- **Your instructions**:
Across these entries, work out how many lines carry the string "utility", and give only that number.

*** Opening Data in this exercise ***

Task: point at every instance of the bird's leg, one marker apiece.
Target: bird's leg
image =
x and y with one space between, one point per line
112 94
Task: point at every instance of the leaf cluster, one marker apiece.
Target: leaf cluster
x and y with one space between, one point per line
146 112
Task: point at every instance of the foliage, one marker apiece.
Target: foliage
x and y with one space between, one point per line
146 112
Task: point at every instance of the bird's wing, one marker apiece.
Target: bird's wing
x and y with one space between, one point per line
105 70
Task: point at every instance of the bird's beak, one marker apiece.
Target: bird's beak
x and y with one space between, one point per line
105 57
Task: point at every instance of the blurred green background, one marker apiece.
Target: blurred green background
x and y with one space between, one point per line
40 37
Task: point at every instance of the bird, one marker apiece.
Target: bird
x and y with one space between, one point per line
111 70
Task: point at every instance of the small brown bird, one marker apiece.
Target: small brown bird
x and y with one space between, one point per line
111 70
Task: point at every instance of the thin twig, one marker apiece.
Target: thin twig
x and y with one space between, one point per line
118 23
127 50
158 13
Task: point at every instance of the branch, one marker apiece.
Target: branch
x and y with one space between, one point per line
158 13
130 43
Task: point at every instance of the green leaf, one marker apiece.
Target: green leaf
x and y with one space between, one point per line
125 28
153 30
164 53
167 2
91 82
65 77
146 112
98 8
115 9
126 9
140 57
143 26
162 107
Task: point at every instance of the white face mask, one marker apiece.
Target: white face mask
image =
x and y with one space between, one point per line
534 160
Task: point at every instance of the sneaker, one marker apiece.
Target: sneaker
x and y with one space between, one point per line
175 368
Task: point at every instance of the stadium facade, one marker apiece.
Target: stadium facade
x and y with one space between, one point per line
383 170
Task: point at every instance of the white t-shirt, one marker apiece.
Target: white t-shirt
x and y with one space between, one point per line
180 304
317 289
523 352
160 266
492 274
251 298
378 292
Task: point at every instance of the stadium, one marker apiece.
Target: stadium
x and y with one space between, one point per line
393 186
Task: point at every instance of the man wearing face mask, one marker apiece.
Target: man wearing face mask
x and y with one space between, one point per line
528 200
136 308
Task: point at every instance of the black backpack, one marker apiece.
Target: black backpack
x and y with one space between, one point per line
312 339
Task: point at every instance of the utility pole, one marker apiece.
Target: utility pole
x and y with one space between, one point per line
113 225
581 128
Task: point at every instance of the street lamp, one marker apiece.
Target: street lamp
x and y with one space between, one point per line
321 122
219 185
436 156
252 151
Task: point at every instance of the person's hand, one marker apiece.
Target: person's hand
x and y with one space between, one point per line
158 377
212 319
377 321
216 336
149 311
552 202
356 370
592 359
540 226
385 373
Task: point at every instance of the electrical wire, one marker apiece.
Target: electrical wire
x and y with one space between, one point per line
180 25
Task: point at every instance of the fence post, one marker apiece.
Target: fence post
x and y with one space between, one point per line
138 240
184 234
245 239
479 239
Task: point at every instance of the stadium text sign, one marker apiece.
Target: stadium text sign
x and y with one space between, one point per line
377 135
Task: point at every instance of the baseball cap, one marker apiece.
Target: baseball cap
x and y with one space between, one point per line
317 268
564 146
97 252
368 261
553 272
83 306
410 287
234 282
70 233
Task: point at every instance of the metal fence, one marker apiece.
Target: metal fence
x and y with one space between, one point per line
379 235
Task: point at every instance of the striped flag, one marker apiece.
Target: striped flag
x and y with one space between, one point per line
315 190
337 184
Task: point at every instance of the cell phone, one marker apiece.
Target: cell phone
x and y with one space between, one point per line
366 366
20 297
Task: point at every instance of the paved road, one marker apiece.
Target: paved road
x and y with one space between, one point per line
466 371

*** Closing Data in this exercise ***

- **Response to this exercise**:
2